-------- TEXT PASSAGE --------

At that level, it's more of a mixed bag. Everyone (including the dancers) are more educated and prepared if they want to be. Sites like this also present both dancers and customers with opportunities to really jam themselves or each other up (as we've seen recently...). Our ongoing debate about connecting dancers by name to extras is a good example.
I will say that the Internet has removed some of the thrill of discovery that used to exist. At times it was pretty great to walk into a new club with no idea how it was going to go.
In a similar vein, I used to really like going to Blockbuster video, because I could browse the aisles and find some obscure movie that might be great or might be a dud. Taking that low-stakes risk was part of the experience I enjoyed. The internet has really put that experience in the past.
When my job involved heavier travel, I re-read to exhaustion any review that was a reasonable cab/Uber from where I was staying. I always made my decisions on descriptions rather than ratings. Lots of air dance places got good ratings for the hottest dancers, and last wanted was to end up at a "classy" joint that milked tourists dry.

--------

_SET EXERCISE A_. Gather every line of the entries below that contains the word "wooden". Case matters.

-------- GIVEN DATA --------

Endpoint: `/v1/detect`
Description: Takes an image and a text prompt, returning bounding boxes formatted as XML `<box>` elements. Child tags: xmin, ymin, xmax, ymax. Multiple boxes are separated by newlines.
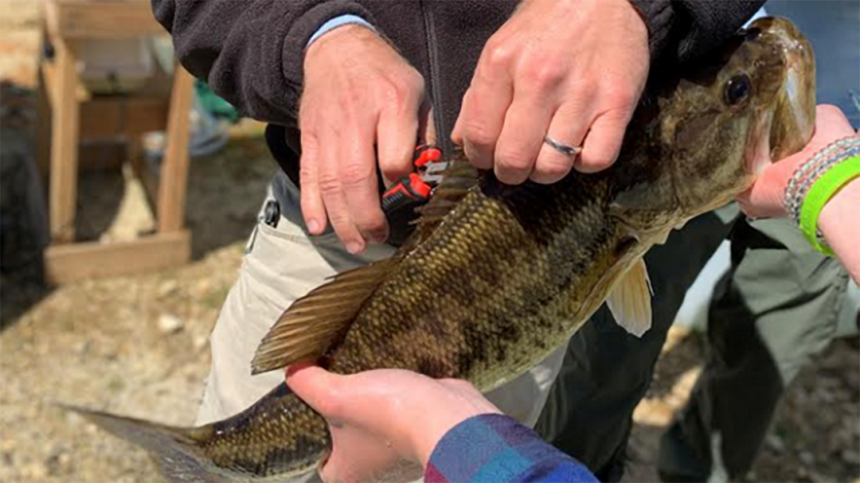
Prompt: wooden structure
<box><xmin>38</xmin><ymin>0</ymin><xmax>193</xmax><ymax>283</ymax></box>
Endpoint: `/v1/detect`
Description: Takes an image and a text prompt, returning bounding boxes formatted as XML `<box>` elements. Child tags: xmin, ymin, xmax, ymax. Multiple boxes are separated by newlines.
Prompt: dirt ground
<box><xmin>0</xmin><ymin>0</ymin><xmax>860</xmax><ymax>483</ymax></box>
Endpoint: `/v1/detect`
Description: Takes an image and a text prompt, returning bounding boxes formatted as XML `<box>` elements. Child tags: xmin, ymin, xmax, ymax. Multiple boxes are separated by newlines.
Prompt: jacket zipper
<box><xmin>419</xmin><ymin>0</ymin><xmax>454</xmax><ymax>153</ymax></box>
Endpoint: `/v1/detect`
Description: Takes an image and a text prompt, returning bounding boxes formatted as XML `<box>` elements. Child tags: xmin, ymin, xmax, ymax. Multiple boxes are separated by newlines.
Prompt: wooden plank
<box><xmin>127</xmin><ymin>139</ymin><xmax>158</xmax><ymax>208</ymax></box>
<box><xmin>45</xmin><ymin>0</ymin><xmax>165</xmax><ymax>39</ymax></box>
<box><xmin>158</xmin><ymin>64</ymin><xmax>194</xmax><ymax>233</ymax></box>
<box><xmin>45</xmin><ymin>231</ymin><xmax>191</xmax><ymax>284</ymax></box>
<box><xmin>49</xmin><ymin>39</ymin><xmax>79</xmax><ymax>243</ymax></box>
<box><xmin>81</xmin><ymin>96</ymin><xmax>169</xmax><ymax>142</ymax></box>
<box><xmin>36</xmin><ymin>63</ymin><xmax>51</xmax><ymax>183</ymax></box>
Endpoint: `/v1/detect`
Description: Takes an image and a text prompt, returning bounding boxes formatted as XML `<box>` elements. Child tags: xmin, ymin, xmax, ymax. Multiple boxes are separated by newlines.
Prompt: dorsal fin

--------
-------- GIVEN DATA --------

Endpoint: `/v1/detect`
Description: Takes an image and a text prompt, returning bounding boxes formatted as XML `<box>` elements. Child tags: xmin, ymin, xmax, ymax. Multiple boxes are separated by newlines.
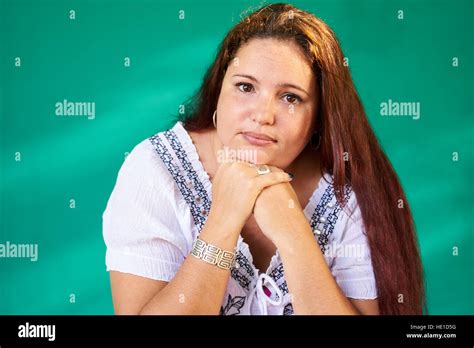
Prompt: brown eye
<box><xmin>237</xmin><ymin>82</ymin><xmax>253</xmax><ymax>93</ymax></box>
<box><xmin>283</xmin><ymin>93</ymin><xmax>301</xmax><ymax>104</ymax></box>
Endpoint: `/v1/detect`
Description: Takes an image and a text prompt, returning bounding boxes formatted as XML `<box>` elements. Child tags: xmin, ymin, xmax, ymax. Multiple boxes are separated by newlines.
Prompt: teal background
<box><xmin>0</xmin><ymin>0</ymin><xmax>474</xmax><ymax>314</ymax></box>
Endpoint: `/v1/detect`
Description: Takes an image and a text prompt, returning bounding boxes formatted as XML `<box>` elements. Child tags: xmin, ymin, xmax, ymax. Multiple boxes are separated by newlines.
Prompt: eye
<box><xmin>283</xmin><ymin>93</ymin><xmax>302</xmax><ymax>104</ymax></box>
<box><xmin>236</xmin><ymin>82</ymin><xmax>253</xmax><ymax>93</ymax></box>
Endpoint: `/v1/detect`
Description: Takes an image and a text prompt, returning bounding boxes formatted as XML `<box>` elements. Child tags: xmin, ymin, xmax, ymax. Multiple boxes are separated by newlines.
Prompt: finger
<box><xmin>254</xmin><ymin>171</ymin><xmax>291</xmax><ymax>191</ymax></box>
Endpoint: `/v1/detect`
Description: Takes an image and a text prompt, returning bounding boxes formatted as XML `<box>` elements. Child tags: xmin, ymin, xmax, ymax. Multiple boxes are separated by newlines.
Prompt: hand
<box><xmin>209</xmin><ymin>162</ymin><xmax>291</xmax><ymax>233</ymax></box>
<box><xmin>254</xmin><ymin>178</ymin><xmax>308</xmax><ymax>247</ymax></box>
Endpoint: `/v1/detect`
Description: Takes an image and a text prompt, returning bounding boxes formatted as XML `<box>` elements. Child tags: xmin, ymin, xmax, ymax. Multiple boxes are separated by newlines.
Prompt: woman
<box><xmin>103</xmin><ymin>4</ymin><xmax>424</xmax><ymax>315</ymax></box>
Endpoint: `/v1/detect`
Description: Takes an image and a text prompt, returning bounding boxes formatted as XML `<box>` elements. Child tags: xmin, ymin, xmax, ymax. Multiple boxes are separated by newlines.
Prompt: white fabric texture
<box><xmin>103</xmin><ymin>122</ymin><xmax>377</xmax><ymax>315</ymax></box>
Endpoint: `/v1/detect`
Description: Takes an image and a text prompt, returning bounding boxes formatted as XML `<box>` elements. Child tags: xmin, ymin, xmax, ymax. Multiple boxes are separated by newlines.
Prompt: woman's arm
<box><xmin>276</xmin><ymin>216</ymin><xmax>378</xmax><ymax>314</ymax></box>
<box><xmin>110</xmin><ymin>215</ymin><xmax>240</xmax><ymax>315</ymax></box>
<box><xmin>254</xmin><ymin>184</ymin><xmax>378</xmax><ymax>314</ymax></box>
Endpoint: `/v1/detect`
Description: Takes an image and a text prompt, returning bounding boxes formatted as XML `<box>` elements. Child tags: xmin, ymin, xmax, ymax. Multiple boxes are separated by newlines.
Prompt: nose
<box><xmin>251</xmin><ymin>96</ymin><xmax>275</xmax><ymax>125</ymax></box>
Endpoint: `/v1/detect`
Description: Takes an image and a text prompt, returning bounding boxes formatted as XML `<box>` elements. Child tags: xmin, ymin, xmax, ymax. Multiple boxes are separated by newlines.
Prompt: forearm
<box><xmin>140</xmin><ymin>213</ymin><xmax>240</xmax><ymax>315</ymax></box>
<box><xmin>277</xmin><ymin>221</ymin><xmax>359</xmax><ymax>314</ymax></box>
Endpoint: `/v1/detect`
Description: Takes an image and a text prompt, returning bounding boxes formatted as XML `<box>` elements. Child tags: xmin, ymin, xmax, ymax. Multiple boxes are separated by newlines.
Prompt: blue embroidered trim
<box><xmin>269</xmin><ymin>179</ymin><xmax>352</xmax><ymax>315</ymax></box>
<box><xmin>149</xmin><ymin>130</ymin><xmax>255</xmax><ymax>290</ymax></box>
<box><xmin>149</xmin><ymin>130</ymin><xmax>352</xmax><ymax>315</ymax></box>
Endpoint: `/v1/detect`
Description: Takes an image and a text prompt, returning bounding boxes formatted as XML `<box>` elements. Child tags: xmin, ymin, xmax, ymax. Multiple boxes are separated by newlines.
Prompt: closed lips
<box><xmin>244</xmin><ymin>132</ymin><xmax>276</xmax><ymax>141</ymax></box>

--------

_SET EXERCISE B_. Pick up the post above about finding clubs before and after the internet, and continue it from its last sentence.

_EXPECTED OUTPUT A_.
Prompt: wooden structure
Prompt: wooden plank

_EXPECTED OUTPUT B_.
But what TUSCL DID do is make strip clubs much more accessible. I truly believe that it, along with certain others sites, contributed to the growth of the industry between 2001 and 2008. Pre-2000, before high speed Internet became widely available, it was a real headache sourcing strip club intel. I lost track of how many times I'd arrive in a new area and have to use phone books, hotel concierges, cabbies (who always brought you to the tourist traps) and local adult newspapers to find the strip clubs. It sucked.
The review output has gone way up since founder turned releases up to the users, but unless one of the board regulars reviews a place I'm not that interested. Lots of homers have no idea how their local club stacks up to other regions. There is still plenty of value in the reviews, but I'll also look for my info other places because a picture is worth 1000 words.
There's also so much digging any one person is typically willing to do. Because founder decided to only show summaries of the last 18 months, there's a lot context that gets missed. But the boards fill in a lot of that, at least for now. When certain people go I think a lot of what's kept the boards relevant will go with them. A lot of the value I've gotten out of TUSCL (since I stopped needing to read reviews) is hearing from all of you about what things are like in your part of the country as time goes by.
The “make it rain” / party vibe that has influenced the industry in recent years has not come about because of TUSCL. Magic City - “the Holy Grail” of Atlanta strip clubs per Wiki averages about one review per year
Follies - the most popular Atlanta club on TUSCL is out of business
I haven’t been around for a while. Would you mind educating me about what sounds like a change?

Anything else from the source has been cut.